[TEXTO DE LEITURA]

>>>

A grosso modo, bagunçou tudo e o mundo ainda busca meios de estabelecer regras em um novo cenário. Teixeira questiona o que chama de Híbrido 1.0, em que as empresas se limitam a determinar se os funcionários terão de ir ao escritório duas ou três vezes por semana e trabalhar remotamente nos outros dias.

“Como essa definição é arbitrária, quase aleatória, todas as pesquisas têm mostrado profissionais incomodados por ir ao escritório de forma desnecessária, sem encontrar as pessoas que precisariam, ou gostariam de encontrar, muitas vezes passando os dias em videoconferências que poderiam fazer em casa”.

Para ele, o modelo híbrido, tal como adotado na saída da pandemia, é “medíocre” e precisa ser melhorado. “Quem diz que as pessoas preferem trabalhar em casa, pelo menos parte do tempo, são as pesquisas feitas por institutos e empresas de pesquisas; não as companhias empregadoras – que, aliás, resistem, em sua maioria, a manter o trabalho remoto.”

E como todos os levantamentos convergem para a mesma conclusão, pontua, “não acho que se trate de ‘otimismo equivocado’” quanto a trabalhar em casa.

A parcela da população que teve oportunidade de fazer isso de casa durante a pandemia, de fato, acredita o autor, percebeu várias vantagens – a começar pela economia de tempo e energia com as idas e voltas diárias ao escritório – e gostaria de mantê-las.

Um universo profissional novo

Alexandre Teixeira estuda o mundo do trabalho desde 2011, mas os questionamentos e as afirmações que faz em “O Dia depois de amanhã” são conclusões de um acompanhamento mais específico das mudanças no universo profissional aceleradas pela Covid-19 – observação que começou a fazer em abril de 2020, logo no início da pandemia.

No livro, ele propõe o design de experiências profissionais para construir futuros adaptados às necessidades individuais. O conceito é bastante usado em serviços e no varejo, lembra. “O que proponho é que se use essa abordagem no âmbito do trabalho, no contexto de se desenvolver um novo modelo híbrido que faça mais sentido para as pessoas.”

Desta forma, ele sugere que cada liderança, de cada equipe, cuide do design das experiências de trabalho das pessoas do seu time, “de modo que cada um sempre saiba por que está indo ao escritório”.

O primeiro dos recursos  seria a experimentação. “Imagine que parte da liderança pretende aprimorar o modelo híbrido da companhia promovendo uma reunião presencial do time todo uma vez por semana. Que tal testar essa prática com poucas pessoas ou equipes e checar os resultados antes de, se tudo der certo, escalar para a empresa inteira?”

<<<

[LISTAGEM DE DADOS]
>>>

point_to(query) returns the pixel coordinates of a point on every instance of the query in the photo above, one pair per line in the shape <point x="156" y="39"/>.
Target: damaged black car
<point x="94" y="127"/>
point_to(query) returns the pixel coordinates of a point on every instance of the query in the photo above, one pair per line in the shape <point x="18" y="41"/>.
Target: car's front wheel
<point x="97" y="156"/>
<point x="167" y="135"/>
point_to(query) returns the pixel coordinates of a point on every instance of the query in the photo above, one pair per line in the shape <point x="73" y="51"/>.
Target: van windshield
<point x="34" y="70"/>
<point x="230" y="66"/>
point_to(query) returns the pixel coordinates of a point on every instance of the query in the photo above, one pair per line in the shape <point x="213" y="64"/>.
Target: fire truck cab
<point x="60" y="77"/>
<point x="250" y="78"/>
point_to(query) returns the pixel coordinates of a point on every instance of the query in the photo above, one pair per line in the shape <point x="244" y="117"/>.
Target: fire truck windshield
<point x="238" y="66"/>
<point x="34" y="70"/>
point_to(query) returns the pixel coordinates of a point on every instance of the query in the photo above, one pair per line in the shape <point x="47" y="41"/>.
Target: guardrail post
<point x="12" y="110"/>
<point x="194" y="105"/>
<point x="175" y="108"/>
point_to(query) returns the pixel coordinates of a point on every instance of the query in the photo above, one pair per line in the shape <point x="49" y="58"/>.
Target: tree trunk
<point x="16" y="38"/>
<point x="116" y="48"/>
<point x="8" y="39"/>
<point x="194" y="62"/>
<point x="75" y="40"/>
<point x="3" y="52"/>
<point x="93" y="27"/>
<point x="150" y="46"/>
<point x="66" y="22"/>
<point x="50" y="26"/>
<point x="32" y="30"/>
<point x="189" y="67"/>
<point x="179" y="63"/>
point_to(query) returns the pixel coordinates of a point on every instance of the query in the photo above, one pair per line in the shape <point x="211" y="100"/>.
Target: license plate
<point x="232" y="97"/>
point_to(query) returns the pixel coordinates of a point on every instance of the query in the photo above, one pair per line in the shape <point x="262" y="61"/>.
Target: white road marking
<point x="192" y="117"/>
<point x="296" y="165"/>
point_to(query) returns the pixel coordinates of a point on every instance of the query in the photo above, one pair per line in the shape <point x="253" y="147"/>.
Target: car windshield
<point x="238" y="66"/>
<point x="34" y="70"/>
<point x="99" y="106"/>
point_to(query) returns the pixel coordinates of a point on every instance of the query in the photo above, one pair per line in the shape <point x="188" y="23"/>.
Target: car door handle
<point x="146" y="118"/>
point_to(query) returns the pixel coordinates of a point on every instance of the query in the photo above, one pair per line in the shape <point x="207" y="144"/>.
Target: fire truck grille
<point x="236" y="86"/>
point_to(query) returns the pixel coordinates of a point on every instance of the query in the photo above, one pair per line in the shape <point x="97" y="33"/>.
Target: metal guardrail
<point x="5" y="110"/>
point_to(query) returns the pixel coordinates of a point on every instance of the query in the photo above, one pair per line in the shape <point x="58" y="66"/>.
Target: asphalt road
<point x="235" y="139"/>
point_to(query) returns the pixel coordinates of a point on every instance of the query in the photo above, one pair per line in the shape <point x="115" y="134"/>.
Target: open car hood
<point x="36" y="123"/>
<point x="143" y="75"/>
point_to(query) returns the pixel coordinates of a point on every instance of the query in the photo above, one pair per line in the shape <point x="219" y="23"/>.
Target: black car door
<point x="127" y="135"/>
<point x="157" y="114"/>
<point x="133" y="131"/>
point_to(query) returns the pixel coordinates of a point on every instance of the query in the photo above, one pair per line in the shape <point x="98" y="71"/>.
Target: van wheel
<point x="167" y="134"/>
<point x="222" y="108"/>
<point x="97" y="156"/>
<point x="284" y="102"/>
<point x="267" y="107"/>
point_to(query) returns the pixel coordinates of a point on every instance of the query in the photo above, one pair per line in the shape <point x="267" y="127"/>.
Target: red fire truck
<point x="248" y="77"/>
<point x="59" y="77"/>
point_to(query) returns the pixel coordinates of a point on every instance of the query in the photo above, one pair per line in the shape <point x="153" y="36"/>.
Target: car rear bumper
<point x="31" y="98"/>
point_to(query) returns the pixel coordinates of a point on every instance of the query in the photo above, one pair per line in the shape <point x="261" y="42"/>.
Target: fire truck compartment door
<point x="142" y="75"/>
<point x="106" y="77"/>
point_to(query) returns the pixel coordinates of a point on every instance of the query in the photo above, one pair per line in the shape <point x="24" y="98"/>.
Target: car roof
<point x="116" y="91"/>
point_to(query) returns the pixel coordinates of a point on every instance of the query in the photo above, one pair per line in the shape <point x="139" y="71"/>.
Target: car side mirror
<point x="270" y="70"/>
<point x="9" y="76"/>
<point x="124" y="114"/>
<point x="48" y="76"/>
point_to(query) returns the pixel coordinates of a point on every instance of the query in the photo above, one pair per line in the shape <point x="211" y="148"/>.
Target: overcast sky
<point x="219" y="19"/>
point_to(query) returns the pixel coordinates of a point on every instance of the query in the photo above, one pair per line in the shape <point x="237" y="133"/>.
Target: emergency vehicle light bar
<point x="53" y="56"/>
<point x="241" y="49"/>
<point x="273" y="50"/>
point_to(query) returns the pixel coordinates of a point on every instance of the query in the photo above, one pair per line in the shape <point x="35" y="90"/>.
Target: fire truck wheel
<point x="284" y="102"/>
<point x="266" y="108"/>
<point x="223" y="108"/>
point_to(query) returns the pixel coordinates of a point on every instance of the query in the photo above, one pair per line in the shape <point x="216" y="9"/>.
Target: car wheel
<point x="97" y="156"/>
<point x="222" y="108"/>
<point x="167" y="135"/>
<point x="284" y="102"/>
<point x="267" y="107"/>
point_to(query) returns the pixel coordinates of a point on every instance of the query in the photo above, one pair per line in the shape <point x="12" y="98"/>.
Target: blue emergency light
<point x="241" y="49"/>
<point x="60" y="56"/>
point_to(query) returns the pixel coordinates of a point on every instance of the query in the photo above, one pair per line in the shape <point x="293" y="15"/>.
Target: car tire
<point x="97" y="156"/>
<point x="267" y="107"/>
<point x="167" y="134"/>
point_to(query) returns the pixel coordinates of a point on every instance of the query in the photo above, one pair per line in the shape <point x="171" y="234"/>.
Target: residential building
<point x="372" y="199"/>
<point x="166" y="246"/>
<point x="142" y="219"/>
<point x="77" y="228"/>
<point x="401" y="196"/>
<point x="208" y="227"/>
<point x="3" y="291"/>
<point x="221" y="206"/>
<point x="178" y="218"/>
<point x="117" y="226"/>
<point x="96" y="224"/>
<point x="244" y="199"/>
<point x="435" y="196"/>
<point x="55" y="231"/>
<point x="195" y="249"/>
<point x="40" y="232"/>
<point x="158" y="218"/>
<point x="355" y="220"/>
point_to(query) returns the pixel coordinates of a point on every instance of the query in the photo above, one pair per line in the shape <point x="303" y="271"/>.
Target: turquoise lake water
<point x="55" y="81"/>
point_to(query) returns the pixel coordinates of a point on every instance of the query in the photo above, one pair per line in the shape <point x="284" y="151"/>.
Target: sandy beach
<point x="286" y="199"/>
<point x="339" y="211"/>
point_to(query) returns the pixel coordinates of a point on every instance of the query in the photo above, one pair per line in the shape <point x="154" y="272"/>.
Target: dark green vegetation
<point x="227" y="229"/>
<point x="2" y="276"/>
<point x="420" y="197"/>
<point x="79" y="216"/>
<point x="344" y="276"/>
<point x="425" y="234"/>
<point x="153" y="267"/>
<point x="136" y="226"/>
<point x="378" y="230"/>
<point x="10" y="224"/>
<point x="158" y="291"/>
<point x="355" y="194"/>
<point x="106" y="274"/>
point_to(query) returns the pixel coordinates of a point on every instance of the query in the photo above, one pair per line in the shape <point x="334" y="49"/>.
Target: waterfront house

<<<

[ATIVIDADE] Dê continuidade ao texto sobre o modelo híbrido de trabalho a partir da última frase mostrada, mantendo o mesmo tom jornalístico.

[RESPOSTA]
A partir daí, caminha-se para a iteração — testar, mensurar, ajustar e repetir. “Talvez uma reunião semanal seja demais. Ou, quem sabe, insuficiente”.

O jornalista diz se posicionar “seguramente” entre os defensores de um trabalho remoto e sem fronteiras. O modelo híbrido pode ser aprimorado e ficar ótimo, diz. “O retorno ao modelo totalmente presencial, porém, terá sido uma enorme oportunidade perdida, se vier a se concretizar.”

Independentemente de sua preferência, acrescenta, a questão relevante do momento é como fazer o trabalho híbrido funcionar. Do contrário, as forças reacionárias vão predominar, “e voltaremos ao escritório cinco dias por semana”.

Mantido o movimento hoje em curso, a balança deve pender para o retorno ao modelo totalmente presencial pré-pandemia, teme ele. “É isso o que, declaradamente ou não, a maioria das lideranças atuais deseja. Alegadamente, por preocupação com a produtividade do trabalhador. Na prática, por um apego impressionante ao modelo conhecido como comando e controle”.

No entanto, em sua opinião, o desejo de trabalhar com mais flexibilidade e menos idas ao escritório ficará latente. Teixeira afirma que se e quando a economia brasileira romper o ciclo de recessão e estagnação iniciado em 2014, modelos rígidos deverão ser punidos com a dificuldade de recrutar e/ou manter gente boa em suas equipes. “Modelos flexíveis, por outro lado, deverão ser beneficiados. A meu ver, essa rebelião está encomendada”.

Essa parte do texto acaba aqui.